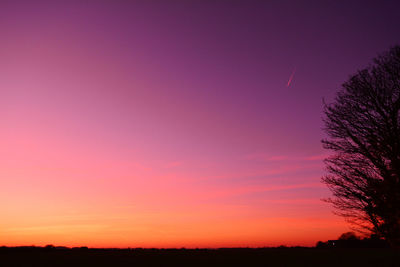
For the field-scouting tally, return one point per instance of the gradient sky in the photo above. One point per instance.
(171, 123)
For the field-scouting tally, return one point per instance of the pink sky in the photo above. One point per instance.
(171, 125)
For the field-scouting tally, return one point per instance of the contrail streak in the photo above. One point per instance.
(291, 78)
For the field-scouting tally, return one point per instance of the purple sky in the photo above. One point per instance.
(166, 107)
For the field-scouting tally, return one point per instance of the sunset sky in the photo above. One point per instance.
(174, 123)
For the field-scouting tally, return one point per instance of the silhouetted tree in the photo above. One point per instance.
(363, 129)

Exercise requirements:
Output, word for word, the full listing above, with no pictures.

Task answer:
For the field-scouting tally, return one point per instance of the gradient sky in the photo above. One point per instance.
(171, 123)
For the field-scouting tally, return one point per instance of the pink sky in the photo above. One point per instance.
(171, 125)
For the field-scouting tally, return one point per instance of the contrail streak in the photo above. One point per instance.
(291, 78)
For the field-scouting tally, return one point per instance of the purple sky in the photo above. One point per instance.
(166, 107)
For the field-scouting tally, return one point per instance of the sunset sky in the photo above. One point per instance.
(174, 123)
For the field-scouting tally, return one point per instance of the silhouetted tree in the photo above. One point per instance.
(363, 129)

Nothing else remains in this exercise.